Start of Block
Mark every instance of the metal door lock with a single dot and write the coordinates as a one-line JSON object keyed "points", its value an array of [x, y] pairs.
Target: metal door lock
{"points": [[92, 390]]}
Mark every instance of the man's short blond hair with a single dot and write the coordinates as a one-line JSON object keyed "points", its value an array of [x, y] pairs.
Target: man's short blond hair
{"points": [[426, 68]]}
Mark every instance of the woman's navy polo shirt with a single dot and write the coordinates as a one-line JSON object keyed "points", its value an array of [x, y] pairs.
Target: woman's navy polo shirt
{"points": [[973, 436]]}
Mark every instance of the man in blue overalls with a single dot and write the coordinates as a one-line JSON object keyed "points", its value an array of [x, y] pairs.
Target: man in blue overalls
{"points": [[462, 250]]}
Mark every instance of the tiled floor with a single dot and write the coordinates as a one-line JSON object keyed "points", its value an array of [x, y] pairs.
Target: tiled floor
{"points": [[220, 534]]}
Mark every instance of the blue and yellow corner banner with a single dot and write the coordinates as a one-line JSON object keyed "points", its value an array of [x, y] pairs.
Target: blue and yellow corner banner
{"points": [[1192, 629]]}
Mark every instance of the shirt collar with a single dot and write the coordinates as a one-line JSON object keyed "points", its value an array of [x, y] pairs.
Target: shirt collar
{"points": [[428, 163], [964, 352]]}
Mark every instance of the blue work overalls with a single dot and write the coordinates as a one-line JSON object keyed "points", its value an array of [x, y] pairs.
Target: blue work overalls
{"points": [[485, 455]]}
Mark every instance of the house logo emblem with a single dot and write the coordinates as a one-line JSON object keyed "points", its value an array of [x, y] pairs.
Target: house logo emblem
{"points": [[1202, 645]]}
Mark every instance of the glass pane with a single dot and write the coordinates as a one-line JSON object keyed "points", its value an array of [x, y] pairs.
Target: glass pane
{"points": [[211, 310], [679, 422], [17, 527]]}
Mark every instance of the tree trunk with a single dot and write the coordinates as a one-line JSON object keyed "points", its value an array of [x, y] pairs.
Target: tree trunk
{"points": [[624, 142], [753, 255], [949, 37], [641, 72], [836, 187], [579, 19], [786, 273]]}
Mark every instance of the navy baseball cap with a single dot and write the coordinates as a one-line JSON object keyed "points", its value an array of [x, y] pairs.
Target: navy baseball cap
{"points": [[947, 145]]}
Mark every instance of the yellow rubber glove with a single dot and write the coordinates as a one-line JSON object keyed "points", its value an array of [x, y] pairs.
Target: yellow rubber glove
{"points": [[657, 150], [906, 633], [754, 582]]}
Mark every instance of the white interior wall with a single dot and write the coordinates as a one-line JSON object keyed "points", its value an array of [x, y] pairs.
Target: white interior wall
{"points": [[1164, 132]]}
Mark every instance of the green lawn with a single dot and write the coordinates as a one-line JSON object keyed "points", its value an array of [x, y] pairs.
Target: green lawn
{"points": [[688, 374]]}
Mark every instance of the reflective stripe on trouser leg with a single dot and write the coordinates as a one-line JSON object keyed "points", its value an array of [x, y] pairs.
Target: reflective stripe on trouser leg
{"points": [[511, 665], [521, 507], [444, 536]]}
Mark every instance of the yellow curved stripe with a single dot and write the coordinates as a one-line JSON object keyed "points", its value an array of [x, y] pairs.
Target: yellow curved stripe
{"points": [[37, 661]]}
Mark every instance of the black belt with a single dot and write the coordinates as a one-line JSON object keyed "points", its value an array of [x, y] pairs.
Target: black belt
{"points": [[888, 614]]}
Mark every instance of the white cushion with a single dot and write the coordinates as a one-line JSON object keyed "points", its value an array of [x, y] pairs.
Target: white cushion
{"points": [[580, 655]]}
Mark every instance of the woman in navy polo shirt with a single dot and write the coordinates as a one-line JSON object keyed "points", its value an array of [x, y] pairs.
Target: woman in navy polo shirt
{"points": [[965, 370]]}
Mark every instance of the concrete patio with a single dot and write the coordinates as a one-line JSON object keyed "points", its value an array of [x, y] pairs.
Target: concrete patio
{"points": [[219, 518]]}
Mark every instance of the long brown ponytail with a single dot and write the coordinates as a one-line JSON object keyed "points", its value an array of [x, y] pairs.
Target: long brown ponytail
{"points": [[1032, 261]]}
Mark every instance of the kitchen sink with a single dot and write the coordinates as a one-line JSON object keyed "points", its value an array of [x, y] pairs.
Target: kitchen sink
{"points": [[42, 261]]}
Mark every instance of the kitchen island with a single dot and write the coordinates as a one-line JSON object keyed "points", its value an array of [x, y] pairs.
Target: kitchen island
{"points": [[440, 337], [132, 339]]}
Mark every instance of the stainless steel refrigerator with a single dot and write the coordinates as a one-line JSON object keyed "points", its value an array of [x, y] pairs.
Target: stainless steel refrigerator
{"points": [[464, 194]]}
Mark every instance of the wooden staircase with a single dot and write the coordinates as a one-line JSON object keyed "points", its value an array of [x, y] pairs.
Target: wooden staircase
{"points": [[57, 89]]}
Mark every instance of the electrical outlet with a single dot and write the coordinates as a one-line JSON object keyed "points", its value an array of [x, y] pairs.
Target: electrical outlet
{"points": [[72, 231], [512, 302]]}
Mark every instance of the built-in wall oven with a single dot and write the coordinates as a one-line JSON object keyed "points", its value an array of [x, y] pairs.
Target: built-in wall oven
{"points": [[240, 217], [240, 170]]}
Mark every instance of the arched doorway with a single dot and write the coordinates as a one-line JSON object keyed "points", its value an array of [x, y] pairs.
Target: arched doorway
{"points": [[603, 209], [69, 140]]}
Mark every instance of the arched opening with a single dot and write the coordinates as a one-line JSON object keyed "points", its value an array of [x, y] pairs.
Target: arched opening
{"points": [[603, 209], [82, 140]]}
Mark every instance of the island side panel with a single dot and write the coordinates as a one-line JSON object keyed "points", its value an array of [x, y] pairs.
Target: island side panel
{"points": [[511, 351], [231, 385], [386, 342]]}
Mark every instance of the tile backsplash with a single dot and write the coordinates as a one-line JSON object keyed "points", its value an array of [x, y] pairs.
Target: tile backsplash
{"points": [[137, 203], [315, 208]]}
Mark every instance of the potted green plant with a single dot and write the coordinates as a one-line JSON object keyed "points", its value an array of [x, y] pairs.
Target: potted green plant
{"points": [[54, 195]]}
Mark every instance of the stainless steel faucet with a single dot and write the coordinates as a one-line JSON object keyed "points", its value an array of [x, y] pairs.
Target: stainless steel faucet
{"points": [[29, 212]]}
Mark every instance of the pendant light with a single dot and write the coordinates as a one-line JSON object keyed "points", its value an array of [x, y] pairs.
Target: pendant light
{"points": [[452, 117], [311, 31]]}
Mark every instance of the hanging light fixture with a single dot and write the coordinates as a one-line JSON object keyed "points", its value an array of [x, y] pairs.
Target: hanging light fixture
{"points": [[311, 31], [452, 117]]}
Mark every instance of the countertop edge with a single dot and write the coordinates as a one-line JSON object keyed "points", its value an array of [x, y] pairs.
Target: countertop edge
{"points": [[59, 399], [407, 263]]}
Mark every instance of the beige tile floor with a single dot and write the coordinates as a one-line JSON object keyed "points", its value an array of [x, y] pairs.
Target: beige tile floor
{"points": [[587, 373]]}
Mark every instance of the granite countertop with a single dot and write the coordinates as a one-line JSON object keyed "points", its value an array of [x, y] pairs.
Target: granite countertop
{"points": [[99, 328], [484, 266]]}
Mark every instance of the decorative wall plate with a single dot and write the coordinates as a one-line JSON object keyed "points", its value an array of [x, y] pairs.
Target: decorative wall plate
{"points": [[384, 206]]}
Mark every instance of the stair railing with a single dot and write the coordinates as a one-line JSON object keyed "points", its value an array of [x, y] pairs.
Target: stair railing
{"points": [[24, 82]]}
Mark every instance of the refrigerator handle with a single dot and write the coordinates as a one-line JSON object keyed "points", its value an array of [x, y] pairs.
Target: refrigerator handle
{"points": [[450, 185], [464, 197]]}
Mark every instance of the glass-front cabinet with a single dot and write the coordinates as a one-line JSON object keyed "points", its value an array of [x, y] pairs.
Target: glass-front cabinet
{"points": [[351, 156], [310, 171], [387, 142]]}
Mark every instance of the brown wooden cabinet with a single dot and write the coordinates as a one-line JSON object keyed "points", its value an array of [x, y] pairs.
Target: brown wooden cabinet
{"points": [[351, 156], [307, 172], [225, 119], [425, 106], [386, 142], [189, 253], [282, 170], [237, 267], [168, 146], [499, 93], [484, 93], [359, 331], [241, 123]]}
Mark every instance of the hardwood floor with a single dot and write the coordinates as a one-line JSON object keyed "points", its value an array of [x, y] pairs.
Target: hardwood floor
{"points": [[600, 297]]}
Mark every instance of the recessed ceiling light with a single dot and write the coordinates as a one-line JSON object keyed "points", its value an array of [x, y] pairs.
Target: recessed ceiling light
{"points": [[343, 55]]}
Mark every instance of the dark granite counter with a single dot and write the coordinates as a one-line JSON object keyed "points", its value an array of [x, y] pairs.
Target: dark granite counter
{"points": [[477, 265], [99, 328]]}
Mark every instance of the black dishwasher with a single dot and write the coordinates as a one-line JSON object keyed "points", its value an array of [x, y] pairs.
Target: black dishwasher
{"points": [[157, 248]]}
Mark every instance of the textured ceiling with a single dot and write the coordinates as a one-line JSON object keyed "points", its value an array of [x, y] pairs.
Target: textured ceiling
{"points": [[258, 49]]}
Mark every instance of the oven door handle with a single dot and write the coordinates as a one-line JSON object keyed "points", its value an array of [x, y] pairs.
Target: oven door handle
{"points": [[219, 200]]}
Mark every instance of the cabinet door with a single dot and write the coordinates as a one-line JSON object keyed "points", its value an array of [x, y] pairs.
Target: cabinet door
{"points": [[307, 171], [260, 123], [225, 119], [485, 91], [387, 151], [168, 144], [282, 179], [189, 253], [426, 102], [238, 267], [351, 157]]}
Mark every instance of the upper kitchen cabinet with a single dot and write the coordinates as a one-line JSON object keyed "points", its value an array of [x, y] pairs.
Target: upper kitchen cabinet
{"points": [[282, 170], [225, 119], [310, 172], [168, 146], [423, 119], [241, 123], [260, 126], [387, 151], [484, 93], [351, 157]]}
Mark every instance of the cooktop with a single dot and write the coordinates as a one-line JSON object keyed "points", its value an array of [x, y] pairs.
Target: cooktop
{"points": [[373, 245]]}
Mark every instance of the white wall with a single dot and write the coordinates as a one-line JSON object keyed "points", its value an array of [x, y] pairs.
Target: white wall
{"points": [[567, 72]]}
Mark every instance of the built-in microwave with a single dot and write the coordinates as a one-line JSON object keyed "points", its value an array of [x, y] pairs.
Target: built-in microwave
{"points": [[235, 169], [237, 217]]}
End of Block
## WORK INSTRUCTIONS
The reply should consist solely of the lines above from the one that has "Target: house logo emblem" through the one that has "Mark every instance of the white interior", reproduced exactly.

## RESPONSE
Target: house logo emblem
{"points": [[1202, 645]]}
Mark every instance of the glass pane with a single dot and write the coordinates as a one-line JSON object keyed "points", its value an array of [x, y] pairs.
Target: glass pane
{"points": [[211, 310], [679, 422], [17, 527]]}
Mark every instance of the tree trunk with a single dot and write the coordinates as a one-line JSON object keyed "points", its value an array of [x, y] pairs.
Target: tree trunk
{"points": [[624, 142], [753, 255], [949, 37], [641, 72], [836, 187], [579, 19], [786, 273]]}
Mark every instance of the navy baseball cap with a single dot and write the coordinates as a one-line JSON object keyed "points", its value an array of [x, y] pairs.
Target: navy baseball cap
{"points": [[947, 145]]}
Mark every instance of the yellow rubber glove with a single dot and write the coordinates as a one-line JSON object keyed "points", its value an array of [x, y] pairs.
Target: yellow rubber glove
{"points": [[657, 150], [906, 633], [754, 582]]}
Mark every instance of the white interior wall with a single dot and write the coordinates as a one-line JSON object keyed "points", its value an array of [x, y] pairs.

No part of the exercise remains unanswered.